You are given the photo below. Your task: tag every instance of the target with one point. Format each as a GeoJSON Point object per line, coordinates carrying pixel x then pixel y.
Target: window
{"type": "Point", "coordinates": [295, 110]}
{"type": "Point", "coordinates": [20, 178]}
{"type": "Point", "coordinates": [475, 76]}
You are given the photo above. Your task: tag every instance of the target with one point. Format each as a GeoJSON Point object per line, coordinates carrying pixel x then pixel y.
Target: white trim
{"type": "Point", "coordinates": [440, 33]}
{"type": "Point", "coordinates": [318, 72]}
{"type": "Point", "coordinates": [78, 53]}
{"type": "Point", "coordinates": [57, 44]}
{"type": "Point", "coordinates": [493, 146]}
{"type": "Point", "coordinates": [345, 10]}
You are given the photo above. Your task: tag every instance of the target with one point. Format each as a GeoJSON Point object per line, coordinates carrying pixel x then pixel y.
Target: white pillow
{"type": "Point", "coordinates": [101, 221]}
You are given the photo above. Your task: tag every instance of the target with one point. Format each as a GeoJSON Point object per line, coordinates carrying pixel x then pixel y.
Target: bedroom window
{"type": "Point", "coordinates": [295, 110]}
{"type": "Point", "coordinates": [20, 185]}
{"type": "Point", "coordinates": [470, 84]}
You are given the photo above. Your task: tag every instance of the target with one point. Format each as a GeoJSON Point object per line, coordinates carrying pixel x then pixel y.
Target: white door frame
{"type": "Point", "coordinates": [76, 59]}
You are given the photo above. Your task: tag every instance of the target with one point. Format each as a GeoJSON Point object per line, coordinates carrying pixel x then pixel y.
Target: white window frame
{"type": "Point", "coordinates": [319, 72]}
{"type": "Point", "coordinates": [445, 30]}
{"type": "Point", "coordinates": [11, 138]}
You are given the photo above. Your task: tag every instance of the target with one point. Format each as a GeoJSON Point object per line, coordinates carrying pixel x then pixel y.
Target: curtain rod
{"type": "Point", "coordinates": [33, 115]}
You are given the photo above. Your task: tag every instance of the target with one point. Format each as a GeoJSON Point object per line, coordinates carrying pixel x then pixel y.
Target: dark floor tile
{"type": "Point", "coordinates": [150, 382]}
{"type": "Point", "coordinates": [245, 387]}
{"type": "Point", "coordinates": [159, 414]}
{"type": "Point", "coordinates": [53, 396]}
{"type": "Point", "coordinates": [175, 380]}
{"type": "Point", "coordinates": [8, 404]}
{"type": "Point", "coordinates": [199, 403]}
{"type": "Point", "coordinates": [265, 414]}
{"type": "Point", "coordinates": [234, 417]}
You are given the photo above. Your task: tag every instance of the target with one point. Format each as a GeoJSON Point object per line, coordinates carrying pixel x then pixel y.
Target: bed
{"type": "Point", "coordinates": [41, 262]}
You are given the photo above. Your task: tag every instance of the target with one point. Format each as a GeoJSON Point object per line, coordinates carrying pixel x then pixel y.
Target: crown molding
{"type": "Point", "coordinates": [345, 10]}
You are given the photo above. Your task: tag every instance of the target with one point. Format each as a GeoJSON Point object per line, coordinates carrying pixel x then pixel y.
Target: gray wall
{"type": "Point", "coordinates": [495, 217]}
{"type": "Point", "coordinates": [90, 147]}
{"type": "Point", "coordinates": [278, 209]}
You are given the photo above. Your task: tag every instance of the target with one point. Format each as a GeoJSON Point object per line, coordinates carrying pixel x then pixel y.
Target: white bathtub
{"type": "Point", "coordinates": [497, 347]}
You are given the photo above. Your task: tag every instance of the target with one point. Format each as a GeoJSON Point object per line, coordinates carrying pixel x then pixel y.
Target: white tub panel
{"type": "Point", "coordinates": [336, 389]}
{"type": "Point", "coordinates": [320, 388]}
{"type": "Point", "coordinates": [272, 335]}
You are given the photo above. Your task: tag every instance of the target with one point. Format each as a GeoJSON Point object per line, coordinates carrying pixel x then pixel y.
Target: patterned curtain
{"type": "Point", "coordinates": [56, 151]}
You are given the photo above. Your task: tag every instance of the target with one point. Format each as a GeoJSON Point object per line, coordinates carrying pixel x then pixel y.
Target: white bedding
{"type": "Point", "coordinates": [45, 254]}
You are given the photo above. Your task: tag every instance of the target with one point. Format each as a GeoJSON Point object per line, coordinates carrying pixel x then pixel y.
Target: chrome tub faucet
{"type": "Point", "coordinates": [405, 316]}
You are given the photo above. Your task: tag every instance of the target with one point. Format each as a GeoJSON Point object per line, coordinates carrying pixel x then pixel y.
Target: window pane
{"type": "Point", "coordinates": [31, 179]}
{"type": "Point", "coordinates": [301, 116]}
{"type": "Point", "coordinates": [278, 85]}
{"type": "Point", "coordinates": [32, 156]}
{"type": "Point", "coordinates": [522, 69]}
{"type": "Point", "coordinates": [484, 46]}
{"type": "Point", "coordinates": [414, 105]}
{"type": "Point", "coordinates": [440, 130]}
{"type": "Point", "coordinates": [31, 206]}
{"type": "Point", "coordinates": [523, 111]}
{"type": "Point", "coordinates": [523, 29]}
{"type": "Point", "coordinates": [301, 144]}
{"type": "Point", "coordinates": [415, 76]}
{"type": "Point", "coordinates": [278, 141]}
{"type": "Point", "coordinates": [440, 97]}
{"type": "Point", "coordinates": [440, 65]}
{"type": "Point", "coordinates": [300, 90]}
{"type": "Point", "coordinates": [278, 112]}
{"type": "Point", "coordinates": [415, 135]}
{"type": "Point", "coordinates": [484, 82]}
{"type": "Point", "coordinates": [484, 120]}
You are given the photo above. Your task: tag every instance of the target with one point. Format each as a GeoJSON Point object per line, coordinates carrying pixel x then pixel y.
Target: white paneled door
==
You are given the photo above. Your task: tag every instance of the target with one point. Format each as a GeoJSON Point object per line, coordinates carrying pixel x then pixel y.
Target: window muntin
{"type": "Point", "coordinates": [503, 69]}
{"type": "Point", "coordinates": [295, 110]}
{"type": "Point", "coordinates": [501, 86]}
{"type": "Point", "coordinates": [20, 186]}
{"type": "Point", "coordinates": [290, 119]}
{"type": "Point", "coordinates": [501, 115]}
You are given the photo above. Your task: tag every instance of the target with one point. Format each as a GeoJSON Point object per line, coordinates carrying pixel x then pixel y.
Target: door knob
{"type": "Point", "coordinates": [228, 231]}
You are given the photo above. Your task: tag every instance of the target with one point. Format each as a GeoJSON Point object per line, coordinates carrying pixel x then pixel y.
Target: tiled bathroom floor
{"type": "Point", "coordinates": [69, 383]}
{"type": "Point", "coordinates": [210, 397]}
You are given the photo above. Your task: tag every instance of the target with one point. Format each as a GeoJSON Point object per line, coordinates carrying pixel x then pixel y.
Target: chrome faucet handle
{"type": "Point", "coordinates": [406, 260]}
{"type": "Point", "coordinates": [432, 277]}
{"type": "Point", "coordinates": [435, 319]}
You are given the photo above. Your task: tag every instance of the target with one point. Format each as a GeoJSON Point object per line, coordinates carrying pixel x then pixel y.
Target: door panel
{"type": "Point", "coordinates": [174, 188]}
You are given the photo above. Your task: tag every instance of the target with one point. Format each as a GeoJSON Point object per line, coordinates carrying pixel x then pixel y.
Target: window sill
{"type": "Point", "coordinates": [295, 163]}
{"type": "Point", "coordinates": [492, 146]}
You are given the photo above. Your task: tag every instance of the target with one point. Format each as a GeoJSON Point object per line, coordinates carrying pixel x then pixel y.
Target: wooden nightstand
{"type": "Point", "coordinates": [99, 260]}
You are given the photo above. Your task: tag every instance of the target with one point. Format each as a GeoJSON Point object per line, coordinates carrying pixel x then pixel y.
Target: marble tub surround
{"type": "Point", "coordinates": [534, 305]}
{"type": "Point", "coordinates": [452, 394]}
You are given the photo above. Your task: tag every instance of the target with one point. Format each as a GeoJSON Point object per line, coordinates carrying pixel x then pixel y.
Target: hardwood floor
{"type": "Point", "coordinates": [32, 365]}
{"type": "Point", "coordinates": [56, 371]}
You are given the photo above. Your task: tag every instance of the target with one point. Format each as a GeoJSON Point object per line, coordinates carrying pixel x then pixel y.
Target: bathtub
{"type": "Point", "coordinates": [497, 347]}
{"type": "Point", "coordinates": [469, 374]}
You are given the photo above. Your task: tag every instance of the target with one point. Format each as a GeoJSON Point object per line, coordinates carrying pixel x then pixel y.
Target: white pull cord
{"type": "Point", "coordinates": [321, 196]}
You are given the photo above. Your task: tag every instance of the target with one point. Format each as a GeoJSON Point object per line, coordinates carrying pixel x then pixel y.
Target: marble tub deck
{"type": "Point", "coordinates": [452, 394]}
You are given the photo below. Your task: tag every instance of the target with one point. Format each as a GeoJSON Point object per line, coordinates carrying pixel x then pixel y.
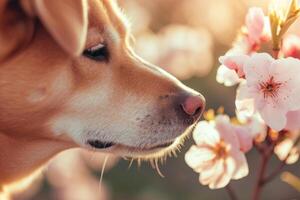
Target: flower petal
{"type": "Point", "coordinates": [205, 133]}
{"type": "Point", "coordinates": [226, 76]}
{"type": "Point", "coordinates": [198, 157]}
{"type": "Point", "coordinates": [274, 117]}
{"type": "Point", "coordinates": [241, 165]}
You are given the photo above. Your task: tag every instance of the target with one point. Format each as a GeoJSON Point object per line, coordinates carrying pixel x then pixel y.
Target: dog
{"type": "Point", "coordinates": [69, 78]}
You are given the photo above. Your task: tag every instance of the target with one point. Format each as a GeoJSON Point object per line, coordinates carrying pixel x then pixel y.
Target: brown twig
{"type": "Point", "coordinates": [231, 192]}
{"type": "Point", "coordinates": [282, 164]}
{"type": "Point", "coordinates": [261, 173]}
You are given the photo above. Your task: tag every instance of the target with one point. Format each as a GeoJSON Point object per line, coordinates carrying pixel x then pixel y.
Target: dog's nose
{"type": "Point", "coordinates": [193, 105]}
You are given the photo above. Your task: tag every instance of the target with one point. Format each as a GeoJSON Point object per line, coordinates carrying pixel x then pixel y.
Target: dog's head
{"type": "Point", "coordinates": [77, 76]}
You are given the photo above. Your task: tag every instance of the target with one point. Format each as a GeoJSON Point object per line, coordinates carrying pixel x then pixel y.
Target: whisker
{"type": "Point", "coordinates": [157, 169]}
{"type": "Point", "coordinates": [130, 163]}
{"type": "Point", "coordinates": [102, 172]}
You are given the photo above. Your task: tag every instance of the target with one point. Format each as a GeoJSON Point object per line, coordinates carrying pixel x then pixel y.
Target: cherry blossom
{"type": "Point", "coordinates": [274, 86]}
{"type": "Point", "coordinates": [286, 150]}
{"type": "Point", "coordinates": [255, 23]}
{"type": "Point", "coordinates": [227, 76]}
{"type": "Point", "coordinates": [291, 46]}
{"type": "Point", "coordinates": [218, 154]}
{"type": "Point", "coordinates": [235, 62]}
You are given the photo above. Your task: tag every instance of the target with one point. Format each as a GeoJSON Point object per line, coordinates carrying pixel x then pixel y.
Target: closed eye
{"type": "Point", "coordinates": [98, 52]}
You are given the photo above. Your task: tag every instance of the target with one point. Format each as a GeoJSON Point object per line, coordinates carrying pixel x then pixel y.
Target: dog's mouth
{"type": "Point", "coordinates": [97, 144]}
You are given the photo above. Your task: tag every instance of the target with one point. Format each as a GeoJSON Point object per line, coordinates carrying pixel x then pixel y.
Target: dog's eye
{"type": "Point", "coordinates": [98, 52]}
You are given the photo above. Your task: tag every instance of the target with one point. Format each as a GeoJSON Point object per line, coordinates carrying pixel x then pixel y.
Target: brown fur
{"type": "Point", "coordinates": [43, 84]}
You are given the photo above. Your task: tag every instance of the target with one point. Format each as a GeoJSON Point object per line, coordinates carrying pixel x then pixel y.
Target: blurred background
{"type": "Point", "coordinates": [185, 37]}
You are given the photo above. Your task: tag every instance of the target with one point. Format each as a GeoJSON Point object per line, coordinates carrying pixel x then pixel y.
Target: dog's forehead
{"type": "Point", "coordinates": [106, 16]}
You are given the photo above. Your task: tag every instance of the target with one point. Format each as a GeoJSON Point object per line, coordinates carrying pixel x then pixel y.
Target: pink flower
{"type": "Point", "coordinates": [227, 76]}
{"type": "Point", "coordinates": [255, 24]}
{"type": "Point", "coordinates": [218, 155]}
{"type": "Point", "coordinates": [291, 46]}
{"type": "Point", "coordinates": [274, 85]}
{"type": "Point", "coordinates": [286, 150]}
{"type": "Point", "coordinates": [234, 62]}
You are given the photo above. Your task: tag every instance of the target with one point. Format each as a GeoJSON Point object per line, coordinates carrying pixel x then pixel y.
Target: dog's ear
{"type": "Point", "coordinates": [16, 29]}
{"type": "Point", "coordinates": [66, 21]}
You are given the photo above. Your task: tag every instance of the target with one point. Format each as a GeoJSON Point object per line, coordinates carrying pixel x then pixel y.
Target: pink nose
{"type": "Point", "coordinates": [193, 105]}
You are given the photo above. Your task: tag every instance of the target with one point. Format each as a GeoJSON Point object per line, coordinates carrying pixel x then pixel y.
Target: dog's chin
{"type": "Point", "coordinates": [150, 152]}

● What to produce
Return every line of the entries above that contains the string "frame". Matching is case-sensitive.

● The result
Target: white door frame
Target: white window frame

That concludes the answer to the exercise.